# [Exercise tasks]
- A) Using the bullpen article, explain in one to three sentences why Chad Qualls's numbers are not sparkling.
- B) According to the bullpen article, who decided that the Atlanta Braves would use a two-headed monster at closer?
- C) Retype everything in the bullpen article from "June 24, 2009" down to "the D-Back closer.".

# [Reading passage]
▼
June 24, 2009 | By Todd Habiger | comment on this post
Chad Qualls has been anything but dominant for the Arizona Diamondbacks.
Chad Qualls could be on shaky ground as the D-Back closer.

This week, Todd checks in on the bullpen situations in the National League.
 
Arizona Diamondbacks

The Man: Chad Qualls. Qualls went though a rough couple of weeks at the end of May and beginning of June and appeared to be on shaky ground. Thanks to that rough patch, his numbers are not sparkling, with an ERA of 4.39. Qualls would probably be on a shorter leash if someone in particular were chasing him.

Keep an eye on: Tony Pena. Pena’s got a live, good control and is one of the best set-up men in the majors today. If Qualls falters, Pena is next in line, but neither man has been exactly sharp lately.

Atlanta Braves

The Man: Mike Gonzalez and Rafael Soriano. Bobby Cox has decided to go with a two-headed monster at closer. So far it’s worked well for Atlanta, but is sure to drive Fantasy owners nuts. Both Gonzalez and Soriano have power arms and both are prone to injury. It’s not out of the realm of possibility that one falls out of Cox’s favour, but as long as the two closer strategy is working, he’s going to stick with it.

Keep an eye on: The other guy. While Soriano has the better numbers, Gonzalez has been no slouch. No telling if one guy will start to emerge over the other. Both players should be owned in all leagues.
▲
# [Stored data]
▼
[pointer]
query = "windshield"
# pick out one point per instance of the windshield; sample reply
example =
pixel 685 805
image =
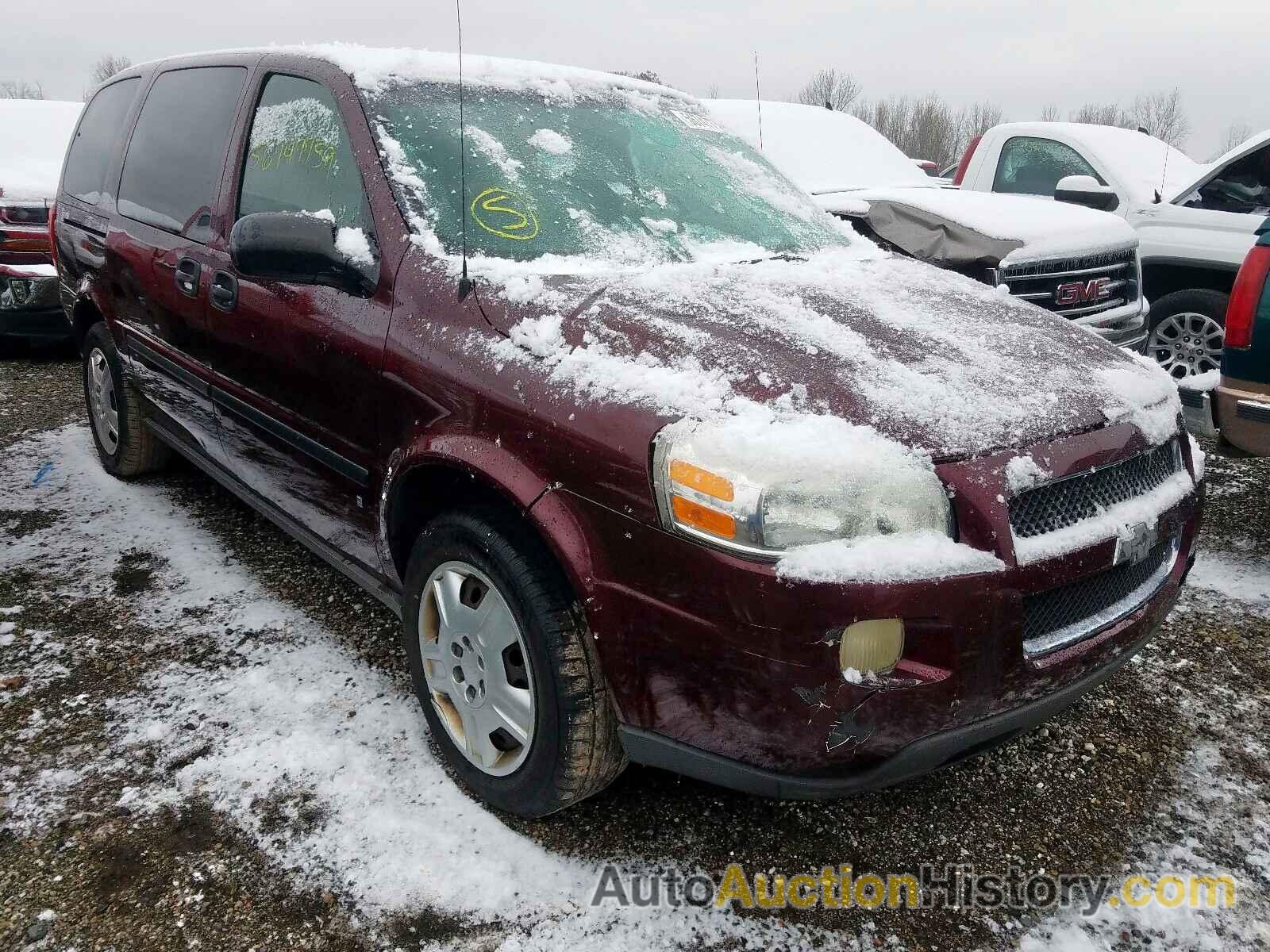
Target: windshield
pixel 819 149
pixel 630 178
▲
▼
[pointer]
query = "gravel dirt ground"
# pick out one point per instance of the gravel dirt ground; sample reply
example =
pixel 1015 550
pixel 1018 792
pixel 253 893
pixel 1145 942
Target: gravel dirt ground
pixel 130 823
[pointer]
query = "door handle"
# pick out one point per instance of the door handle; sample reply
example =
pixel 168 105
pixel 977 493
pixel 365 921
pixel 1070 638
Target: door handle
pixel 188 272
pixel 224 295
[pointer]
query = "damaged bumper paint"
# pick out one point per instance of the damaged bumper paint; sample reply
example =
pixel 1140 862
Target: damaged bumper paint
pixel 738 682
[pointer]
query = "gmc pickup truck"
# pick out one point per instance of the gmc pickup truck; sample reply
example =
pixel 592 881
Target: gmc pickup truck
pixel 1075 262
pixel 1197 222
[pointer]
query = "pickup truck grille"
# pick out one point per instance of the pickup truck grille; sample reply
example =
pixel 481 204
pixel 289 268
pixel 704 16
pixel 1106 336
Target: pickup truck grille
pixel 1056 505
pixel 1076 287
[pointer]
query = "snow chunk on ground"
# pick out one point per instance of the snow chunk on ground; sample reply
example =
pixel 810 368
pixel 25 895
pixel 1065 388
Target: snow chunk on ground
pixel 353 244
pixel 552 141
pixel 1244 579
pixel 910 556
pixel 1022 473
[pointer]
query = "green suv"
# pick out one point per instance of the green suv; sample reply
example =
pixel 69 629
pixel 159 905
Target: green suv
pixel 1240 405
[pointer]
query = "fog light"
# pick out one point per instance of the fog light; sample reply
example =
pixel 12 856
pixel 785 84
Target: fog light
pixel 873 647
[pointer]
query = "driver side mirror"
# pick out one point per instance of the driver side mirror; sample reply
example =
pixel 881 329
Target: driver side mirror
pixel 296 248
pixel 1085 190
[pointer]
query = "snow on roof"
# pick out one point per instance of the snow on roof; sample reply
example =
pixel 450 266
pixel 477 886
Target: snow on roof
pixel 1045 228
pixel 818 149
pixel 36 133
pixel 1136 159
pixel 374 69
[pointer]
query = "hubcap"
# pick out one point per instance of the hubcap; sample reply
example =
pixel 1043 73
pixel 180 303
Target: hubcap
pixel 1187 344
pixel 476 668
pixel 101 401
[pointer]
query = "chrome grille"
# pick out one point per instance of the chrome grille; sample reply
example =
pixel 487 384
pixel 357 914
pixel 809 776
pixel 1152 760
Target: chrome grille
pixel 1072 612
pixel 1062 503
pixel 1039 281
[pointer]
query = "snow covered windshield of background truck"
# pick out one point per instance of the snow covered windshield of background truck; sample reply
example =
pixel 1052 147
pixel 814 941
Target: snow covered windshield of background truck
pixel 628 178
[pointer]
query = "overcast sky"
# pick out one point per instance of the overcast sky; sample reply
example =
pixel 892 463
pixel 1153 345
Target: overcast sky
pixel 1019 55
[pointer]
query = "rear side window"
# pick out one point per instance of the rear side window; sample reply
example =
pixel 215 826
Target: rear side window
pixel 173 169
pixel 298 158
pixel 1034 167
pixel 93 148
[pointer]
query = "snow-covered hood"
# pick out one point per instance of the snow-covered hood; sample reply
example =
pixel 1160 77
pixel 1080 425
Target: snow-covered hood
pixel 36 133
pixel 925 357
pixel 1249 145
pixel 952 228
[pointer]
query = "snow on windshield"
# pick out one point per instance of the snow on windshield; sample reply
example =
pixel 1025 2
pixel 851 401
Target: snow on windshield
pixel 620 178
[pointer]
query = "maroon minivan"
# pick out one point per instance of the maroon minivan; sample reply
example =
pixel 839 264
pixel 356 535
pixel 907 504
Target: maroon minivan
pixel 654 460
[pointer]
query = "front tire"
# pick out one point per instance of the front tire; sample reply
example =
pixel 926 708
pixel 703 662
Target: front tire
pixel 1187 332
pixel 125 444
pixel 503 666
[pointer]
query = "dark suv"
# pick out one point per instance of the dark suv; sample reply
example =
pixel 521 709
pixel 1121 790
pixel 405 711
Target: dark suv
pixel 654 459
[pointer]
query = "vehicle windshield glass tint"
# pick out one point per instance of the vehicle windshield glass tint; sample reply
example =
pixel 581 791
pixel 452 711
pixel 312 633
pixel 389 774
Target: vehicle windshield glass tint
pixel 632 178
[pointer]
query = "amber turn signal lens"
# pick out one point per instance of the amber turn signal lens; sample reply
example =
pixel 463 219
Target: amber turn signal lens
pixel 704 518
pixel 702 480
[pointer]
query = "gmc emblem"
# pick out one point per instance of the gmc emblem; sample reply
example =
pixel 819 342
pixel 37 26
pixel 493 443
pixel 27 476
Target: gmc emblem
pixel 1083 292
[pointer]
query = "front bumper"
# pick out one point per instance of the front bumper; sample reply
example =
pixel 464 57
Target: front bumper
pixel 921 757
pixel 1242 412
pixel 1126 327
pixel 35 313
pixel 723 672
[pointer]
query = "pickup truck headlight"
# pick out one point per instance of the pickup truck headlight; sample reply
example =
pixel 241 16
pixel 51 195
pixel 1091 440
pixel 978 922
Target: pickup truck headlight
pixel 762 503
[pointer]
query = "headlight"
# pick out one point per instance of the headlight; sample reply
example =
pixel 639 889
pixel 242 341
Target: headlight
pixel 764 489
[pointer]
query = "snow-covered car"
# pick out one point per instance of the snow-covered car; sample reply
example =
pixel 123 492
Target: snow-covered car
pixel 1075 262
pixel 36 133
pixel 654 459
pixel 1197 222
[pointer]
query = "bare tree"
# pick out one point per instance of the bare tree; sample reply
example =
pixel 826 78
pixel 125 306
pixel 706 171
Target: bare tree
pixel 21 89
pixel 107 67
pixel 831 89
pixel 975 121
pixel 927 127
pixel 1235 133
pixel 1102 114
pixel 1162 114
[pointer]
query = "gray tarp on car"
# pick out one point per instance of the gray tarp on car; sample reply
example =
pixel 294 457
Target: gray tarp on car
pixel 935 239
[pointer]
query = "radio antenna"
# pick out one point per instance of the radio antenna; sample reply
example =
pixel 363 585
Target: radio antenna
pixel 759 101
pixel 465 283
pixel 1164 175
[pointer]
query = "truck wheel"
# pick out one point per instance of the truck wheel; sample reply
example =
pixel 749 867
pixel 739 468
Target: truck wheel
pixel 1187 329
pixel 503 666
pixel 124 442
▲
▼
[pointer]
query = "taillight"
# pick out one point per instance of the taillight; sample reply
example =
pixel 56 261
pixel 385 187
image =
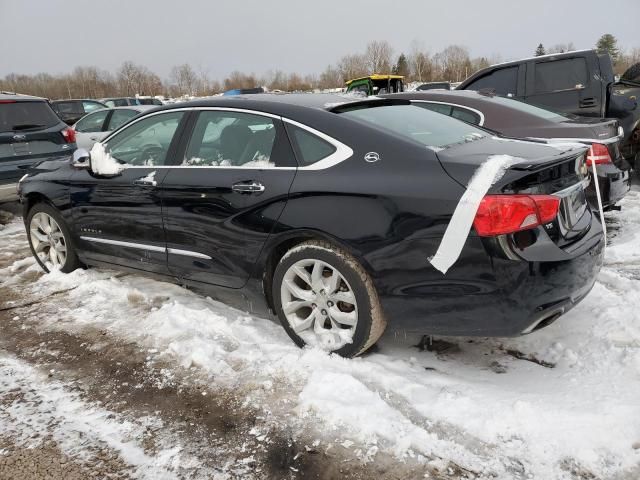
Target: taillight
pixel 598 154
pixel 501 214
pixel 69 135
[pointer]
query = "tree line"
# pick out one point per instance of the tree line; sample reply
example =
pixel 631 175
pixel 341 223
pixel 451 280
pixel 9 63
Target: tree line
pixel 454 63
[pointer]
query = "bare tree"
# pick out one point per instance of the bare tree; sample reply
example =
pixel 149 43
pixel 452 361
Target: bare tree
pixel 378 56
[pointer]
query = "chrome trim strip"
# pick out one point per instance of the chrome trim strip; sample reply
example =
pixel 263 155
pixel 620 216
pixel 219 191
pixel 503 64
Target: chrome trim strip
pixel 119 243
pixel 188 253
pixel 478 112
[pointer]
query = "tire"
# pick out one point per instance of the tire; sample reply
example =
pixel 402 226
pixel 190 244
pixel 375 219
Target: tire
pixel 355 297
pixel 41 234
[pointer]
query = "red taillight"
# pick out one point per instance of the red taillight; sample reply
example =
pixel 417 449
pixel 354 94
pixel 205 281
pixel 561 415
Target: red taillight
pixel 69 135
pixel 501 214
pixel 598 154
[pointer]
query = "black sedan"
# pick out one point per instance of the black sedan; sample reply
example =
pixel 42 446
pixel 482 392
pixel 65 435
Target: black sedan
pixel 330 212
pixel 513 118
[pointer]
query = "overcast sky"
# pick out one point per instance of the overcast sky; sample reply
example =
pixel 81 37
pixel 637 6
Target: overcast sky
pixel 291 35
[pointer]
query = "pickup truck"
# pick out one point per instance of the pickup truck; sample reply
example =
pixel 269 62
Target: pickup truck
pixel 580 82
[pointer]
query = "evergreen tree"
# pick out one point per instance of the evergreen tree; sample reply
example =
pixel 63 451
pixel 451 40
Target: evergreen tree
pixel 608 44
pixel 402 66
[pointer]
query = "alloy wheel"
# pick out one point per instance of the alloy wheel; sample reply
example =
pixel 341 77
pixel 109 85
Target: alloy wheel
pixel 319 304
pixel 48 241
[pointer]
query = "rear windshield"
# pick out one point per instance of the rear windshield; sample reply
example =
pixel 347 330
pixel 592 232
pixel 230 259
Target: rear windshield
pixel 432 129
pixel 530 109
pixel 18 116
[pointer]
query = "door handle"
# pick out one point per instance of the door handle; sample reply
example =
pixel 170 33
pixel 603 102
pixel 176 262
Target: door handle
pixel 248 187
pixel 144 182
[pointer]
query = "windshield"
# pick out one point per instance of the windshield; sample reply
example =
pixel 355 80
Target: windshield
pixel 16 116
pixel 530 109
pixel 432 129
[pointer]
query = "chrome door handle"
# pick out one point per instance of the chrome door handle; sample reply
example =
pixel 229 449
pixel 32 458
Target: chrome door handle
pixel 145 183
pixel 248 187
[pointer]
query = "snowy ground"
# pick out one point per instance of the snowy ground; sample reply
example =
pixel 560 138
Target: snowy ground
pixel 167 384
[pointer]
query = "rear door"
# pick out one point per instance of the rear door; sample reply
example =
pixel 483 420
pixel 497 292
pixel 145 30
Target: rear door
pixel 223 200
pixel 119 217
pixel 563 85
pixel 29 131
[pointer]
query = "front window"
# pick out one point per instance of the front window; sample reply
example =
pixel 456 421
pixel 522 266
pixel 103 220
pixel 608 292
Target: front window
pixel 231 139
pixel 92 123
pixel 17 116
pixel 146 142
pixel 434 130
▲
# [Final results]
- A) Qualls went through a rough couple of weeks at the end of May and the beginning of June. That rough patch left him with an ERA of 4.39.

- B) Bobby Cox.

- C)
June 24, 2009 | By Todd Habiger | comment on this post
Chad Qualls has been anything but dominant for the Arizona Diamondbacks.
Chad Qualls could be on shaky ground as the D-Back closer.